» **REQUIREMENTS**
Convert the lines below into a JSON list of strings, one string per line and blank lines omitted, beginning with the line that contains "Reviewer note: confirm that every instance of the green lawn" and continuing through the end of the records. Include only those lines.

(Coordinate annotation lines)
————————

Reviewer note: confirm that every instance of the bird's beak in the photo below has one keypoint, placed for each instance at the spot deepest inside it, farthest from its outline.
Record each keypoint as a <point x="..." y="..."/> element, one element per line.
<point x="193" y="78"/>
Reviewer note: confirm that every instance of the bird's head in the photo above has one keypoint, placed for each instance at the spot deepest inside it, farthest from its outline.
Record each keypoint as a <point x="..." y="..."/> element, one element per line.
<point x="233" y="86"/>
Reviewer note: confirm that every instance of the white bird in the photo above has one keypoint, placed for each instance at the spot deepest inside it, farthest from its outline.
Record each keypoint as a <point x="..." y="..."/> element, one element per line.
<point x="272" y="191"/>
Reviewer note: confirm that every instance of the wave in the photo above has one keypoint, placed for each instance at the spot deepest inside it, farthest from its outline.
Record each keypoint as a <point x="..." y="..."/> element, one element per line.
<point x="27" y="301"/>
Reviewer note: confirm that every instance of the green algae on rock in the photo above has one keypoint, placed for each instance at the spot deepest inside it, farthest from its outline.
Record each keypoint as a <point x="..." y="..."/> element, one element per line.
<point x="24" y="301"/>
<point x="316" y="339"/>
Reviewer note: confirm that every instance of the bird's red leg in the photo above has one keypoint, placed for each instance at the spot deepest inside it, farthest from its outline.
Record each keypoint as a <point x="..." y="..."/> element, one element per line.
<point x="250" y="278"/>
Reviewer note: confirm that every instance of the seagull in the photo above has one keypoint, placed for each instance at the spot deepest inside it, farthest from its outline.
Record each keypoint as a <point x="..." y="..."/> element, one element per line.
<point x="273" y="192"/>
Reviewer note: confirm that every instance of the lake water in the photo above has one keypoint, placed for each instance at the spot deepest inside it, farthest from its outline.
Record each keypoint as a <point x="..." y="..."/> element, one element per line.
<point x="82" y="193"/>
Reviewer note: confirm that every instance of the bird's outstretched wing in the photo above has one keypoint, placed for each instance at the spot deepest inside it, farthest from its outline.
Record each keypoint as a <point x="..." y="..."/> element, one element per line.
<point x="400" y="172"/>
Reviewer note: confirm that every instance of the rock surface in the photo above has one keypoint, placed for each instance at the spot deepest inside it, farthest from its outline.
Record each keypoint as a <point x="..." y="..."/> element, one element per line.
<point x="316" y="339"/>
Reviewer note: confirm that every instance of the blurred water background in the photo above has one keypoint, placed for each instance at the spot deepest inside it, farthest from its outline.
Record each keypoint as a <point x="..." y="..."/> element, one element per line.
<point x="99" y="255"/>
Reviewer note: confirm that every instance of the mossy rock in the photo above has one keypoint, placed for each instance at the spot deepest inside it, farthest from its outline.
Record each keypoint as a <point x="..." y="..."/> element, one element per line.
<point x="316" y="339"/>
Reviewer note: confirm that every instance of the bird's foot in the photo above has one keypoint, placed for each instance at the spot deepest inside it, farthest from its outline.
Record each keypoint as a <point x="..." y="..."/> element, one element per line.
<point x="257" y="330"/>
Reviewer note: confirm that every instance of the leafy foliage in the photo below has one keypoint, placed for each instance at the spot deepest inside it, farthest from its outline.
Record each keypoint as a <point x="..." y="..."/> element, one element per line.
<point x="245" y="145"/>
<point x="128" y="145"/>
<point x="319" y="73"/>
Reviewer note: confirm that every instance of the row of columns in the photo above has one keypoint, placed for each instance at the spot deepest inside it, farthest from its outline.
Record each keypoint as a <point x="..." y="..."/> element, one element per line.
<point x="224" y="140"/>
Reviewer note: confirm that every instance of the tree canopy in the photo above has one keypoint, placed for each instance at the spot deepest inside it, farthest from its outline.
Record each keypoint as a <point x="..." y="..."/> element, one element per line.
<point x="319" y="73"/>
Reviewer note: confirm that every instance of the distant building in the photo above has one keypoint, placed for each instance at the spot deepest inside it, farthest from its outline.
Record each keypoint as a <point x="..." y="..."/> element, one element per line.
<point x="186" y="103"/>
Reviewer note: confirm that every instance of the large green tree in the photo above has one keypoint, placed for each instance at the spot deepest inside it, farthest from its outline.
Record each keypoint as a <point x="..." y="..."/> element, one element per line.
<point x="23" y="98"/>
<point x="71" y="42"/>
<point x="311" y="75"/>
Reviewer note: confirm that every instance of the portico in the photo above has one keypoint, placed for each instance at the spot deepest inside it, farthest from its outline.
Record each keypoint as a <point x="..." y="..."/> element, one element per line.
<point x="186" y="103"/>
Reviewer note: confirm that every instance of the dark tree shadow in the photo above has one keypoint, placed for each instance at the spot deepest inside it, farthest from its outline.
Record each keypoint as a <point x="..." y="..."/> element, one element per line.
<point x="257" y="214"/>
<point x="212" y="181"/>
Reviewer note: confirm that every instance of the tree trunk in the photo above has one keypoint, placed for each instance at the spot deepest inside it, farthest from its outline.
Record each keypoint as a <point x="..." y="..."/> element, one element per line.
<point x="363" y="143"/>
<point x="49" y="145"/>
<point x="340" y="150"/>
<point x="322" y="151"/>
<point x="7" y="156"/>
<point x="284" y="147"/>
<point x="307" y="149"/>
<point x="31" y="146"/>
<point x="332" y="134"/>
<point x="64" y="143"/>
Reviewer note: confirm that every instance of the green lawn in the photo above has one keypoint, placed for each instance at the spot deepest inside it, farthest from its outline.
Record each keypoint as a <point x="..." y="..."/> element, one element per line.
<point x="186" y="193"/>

————————

» **RESULT FOR THIS TASK**
[
  "Reviewer note: confirm that every instance of the green lawn in the photo above has one keypoint, placed for each instance at the spot deepest inside it, farthest from its outline.",
  "Record each keypoint as a <point x=\"...\" y=\"...\"/> element, one element per line.",
  "<point x=\"186\" y=\"193\"/>"
]